### Extract
#####

Today’s technology also relies on standards. “Plug-and-play” might be overused, but every appliance and wall socket are designed to meet agreed standards and offer consumers trouble-free connection for electrical products.

The electric power grid requires standardization and coordinated operation.  Since Tesla’s alternating current won the “current wars” electric grids have required that the supplies be synchronized, and that supply be closely matched with demand.   As hot weather pushes up demand from air conditioning and fans, this can be stressed. If equipment fails, or storms knock out wires, automatic devices kick in to protect against overloads. Standards and predictable coordination are critical at those times. When something isn’t right, the lights will go out.

Many new technologies start here, at a recent standard, the USB connector.

These days, with controllable electric vehicle chargers, sophisticated capabilities in solar panel inverters, and even internet-connected washing machines and water heaters, a “smart grid” is beginning to take shape. The US Department of Energy has been fostering the growth of an “ecosystem of resources and devices to work together in a coordinated manner that is vital to the Nation’s grid modernization efforts.”

Last month 19,000 energy industry professionals and hundreds of companies in the smart energy space gathered in Salt Lake City, Utah to keep up with smart grid technology development and opportunities. In a related announcement, Kevin Lynn, a DOE leader on this effort said interoperability for energy-related devices offers “greater power system operational efficiencies and resilience from the integration of end-user technology advancements in renewable generation, storage, electric vehicle, and buildings controls.”

Among the companies the DOE recognized in Salt Lake City were Ecogy Energy, which finances and manages distributed generation assets for underserved entities including affordable housing, non-profits and municipalities; and the Electric Power Research Institute (EPRI), an electric utility-sponsored research and development organization.

#####

(Named-object pointing records)
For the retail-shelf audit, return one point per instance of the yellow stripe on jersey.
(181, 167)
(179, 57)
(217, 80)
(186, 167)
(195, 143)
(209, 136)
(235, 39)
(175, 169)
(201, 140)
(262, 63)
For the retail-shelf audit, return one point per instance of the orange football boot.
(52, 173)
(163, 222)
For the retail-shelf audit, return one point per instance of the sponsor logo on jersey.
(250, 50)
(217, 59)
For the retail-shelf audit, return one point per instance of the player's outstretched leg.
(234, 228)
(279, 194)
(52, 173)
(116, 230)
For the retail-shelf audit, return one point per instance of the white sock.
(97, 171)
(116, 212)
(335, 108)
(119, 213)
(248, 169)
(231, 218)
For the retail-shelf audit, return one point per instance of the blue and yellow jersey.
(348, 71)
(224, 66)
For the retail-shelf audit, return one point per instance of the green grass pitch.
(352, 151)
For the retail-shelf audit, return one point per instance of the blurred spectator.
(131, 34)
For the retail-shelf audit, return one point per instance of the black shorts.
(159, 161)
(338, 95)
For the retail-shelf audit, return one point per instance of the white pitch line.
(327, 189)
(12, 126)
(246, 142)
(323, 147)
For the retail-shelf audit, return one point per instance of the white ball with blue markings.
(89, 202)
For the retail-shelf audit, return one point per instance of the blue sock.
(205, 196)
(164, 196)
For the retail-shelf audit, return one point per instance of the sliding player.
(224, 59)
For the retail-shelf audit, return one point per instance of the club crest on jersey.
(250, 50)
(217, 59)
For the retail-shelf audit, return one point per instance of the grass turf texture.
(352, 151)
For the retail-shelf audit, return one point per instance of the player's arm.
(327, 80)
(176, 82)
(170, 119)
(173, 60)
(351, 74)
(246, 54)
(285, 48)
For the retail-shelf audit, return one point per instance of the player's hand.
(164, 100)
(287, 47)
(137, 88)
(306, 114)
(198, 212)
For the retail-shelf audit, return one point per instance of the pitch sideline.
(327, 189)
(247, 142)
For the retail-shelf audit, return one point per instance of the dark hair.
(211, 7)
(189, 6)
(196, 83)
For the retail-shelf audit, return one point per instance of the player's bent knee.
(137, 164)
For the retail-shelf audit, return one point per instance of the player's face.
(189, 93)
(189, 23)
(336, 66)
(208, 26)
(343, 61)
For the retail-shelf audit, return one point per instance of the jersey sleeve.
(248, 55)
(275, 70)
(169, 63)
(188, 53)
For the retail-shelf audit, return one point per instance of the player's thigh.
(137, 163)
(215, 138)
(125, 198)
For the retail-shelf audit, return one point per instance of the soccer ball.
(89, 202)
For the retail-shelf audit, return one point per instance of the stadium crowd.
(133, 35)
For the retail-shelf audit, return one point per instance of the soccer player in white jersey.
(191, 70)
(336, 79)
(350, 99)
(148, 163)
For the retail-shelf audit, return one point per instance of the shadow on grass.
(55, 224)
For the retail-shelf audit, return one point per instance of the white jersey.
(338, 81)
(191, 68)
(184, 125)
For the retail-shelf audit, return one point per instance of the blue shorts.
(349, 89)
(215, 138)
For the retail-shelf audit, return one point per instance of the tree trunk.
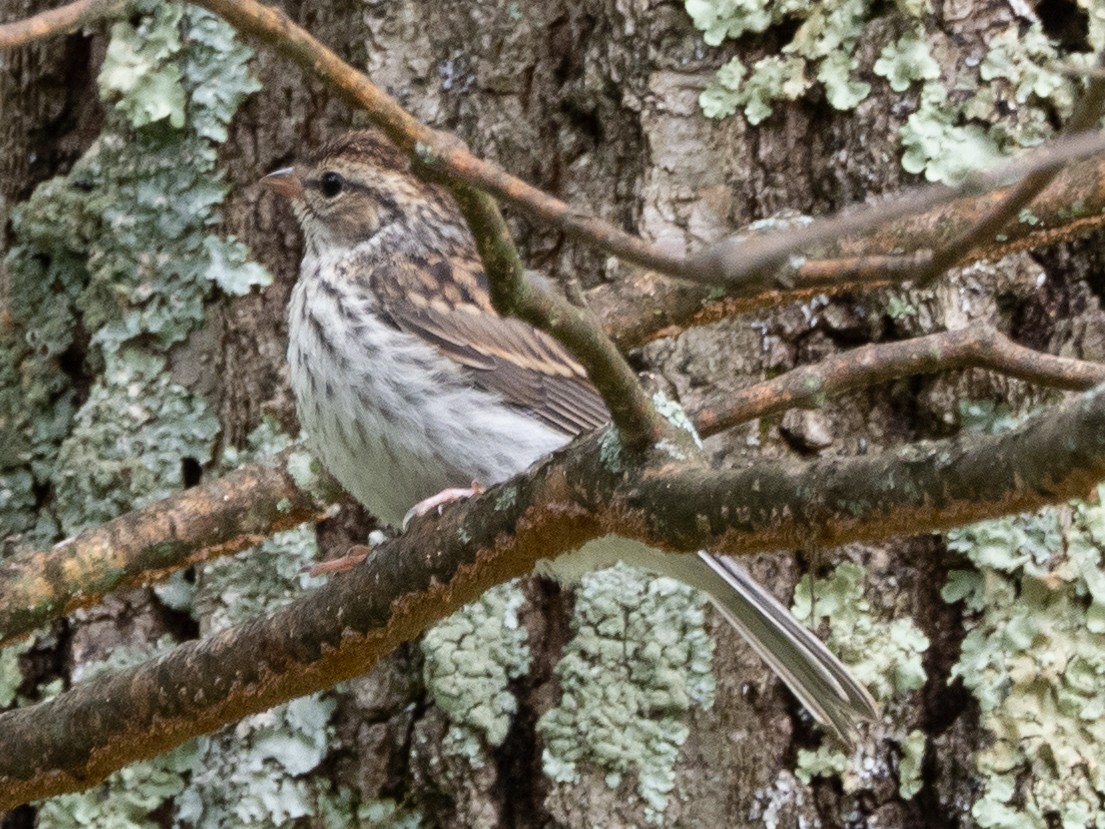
(596, 101)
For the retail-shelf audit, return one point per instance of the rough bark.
(597, 102)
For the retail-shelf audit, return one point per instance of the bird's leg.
(357, 554)
(437, 502)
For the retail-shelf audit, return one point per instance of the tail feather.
(814, 675)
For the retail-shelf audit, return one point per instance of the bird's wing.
(444, 301)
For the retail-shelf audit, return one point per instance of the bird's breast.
(390, 417)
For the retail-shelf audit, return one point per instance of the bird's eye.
(332, 185)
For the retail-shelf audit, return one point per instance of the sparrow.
(409, 384)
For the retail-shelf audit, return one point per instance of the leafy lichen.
(1033, 659)
(133, 795)
(471, 659)
(884, 657)
(1003, 102)
(120, 251)
(639, 660)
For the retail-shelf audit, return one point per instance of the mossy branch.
(341, 630)
(254, 502)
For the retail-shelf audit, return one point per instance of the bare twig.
(343, 629)
(1086, 116)
(809, 386)
(744, 265)
(512, 293)
(438, 149)
(747, 264)
(58, 21)
(225, 515)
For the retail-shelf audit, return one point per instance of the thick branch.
(341, 630)
(809, 386)
(58, 21)
(229, 514)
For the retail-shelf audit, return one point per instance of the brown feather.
(525, 366)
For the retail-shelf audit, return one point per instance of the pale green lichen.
(127, 441)
(471, 659)
(638, 662)
(119, 250)
(11, 677)
(130, 797)
(1004, 102)
(821, 48)
(913, 756)
(908, 59)
(258, 773)
(1033, 658)
(884, 656)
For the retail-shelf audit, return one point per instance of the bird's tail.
(817, 678)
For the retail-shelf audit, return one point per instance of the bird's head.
(355, 187)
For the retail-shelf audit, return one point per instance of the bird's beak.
(285, 181)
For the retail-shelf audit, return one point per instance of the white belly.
(392, 431)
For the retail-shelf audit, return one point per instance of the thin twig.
(1086, 116)
(225, 515)
(58, 21)
(743, 264)
(218, 518)
(747, 264)
(810, 386)
(346, 627)
(513, 293)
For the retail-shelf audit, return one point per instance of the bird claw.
(357, 554)
(443, 497)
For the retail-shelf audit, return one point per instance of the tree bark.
(596, 101)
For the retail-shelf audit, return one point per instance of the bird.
(409, 384)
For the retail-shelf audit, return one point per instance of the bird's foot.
(356, 555)
(437, 502)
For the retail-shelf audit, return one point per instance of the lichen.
(112, 264)
(820, 48)
(258, 772)
(471, 659)
(884, 656)
(130, 797)
(638, 662)
(11, 677)
(127, 441)
(1033, 658)
(1002, 103)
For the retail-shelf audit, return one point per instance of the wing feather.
(525, 366)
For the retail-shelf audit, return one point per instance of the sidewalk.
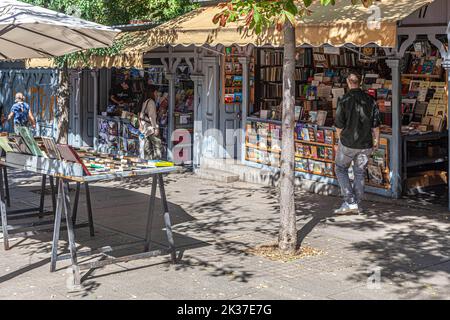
(407, 248)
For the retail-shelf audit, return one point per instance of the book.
(29, 141)
(51, 148)
(313, 116)
(305, 134)
(321, 118)
(437, 123)
(69, 154)
(314, 152)
(329, 134)
(375, 174)
(4, 145)
(18, 145)
(312, 135)
(320, 136)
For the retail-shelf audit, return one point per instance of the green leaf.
(307, 3)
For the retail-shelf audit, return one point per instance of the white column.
(198, 125)
(171, 78)
(94, 75)
(396, 143)
(446, 65)
(244, 61)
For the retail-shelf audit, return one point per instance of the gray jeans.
(344, 158)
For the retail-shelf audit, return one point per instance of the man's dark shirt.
(121, 94)
(357, 114)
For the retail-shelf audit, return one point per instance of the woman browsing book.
(149, 128)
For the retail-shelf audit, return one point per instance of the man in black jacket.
(357, 126)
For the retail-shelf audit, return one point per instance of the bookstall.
(118, 126)
(238, 78)
(83, 166)
(320, 81)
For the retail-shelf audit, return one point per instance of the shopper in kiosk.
(149, 128)
(121, 95)
(357, 127)
(21, 113)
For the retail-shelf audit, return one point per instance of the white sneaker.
(347, 208)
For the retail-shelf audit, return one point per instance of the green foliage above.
(114, 12)
(261, 14)
(118, 12)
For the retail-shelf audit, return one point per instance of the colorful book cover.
(51, 148)
(305, 134)
(329, 134)
(314, 152)
(4, 145)
(312, 135)
(69, 154)
(322, 152)
(320, 136)
(375, 174)
(30, 142)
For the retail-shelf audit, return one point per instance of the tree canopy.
(114, 12)
(118, 12)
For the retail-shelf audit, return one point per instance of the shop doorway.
(231, 105)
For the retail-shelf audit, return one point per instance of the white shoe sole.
(343, 213)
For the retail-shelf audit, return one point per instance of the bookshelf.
(232, 84)
(319, 81)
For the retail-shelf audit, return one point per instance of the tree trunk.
(63, 105)
(287, 239)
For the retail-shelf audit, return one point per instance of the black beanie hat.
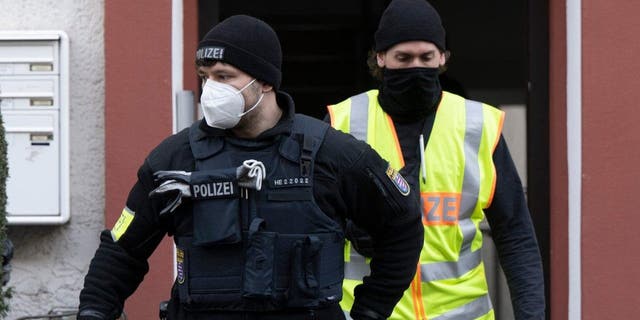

#####

### Work to be completed
Copy the part of the text on electric grid standards that opens with "The electric power grid" and closes with "will go out.", replacing "storms" with "floods".

### Response for this exercise
The electric power grid requires standardization and coordinated operation.  Since Tesla’s alternating current won the “current wars” electric grids have required that the supplies be synchronized, and that supply be closely matched with demand.   As hot weather pushes up demand from air conditioning and fans, this can be stressed. If equipment fails, or floods knock out wires, automatic devices kick in to protect against overloads. Standards and predictable coordination are critical at those times. When something isn’t right, the lights will go out.